━━━ 抜粋文
例年、梅雨明けは七月中旬頃だそうですが、
六月下旬の熱気に
既に僕は倒れてしまいそうです。

これから、夏が来ますね。

夏と聞いて思い出すのは、
幼なじみの女の子と
夏祭りに行って一緒に花火を見た記憶や、
部活で甲子園を目指し
友達と共に切磋琢磨した記憶、
なんてことは全く無く、
ただ、夏の煩わしい暑さに汗を拭いながら
一人でネットサーフィンを
していた憶えしかありません。

しかし、今年の僕は一味違います。

思い出すだけで少し涼しくなってくるような
僕の去年までの夏の思い出も、
今年で終止符を打つ。

可愛い彼女と花火をみたい!
暑さを吹き飛ばす程何かに熱中したい!

いつもそう意気込んでは、
気付けば悪意と幻想に塗れた
電子の海に流されているような気がしますが。

まあ、何か変化を求め続ける姿勢だけは
褒められるべきものでしょう。

思い返してみれば、
春夏秋冬、繰り返される季節の中、
全く同じ夏など無かったように思います。
━━━━━━
━━━ データ行
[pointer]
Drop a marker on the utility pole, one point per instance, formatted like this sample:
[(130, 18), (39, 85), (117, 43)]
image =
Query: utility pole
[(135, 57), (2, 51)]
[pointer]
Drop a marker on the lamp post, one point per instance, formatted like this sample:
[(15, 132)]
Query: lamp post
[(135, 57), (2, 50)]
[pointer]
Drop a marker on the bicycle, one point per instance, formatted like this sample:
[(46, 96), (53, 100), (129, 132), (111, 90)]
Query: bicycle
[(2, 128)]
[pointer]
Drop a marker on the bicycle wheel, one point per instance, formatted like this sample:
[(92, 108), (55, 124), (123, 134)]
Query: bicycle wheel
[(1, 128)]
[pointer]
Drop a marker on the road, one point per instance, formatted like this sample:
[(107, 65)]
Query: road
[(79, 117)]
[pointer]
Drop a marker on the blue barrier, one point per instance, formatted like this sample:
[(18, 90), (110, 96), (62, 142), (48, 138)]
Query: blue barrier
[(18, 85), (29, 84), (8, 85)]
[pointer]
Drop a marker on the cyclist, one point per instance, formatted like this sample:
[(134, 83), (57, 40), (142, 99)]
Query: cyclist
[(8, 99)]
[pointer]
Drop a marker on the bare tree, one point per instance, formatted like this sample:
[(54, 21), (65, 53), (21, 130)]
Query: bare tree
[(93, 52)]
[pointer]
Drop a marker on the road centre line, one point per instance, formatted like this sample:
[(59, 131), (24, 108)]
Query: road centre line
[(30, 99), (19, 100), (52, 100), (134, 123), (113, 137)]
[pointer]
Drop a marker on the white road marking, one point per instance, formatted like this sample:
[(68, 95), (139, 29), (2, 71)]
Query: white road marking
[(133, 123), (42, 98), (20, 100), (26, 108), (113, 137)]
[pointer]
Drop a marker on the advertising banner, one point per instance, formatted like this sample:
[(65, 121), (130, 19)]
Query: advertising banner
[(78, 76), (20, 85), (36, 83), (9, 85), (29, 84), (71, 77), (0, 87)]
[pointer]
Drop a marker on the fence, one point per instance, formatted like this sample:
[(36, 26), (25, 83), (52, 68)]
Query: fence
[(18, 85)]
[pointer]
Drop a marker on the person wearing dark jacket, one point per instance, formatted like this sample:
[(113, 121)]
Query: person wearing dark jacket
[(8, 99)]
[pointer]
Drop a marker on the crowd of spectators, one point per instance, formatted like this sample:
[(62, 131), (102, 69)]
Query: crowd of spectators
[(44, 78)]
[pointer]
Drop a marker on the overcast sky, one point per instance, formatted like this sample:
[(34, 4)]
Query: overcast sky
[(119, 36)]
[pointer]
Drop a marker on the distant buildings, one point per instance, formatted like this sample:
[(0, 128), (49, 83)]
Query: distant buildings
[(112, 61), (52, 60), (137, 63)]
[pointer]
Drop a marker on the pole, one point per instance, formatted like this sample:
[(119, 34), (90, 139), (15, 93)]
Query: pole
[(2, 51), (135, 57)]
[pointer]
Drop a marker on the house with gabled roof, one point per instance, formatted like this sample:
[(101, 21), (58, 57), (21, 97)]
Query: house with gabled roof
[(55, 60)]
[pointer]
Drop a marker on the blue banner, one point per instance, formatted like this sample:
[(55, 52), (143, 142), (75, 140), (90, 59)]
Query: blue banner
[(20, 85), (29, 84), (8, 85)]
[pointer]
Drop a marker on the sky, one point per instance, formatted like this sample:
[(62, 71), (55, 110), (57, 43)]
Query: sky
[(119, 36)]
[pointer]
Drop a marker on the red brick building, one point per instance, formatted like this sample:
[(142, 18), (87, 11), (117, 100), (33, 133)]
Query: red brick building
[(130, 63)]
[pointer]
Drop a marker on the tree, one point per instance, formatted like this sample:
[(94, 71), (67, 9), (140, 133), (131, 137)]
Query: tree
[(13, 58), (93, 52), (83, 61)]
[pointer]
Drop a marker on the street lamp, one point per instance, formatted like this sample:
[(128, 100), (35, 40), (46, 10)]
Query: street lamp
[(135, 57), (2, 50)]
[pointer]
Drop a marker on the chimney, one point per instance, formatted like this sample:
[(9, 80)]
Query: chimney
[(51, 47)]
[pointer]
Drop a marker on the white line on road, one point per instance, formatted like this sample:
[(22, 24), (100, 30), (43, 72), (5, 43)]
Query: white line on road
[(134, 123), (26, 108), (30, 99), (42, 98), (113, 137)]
━━━━━━
夏の思い出についての文章では、例年の梅雨明けはいつ頃だと述べられていますか。

**完成した回答**
例年の梅雨明けは七月中旬頃だと述べられています。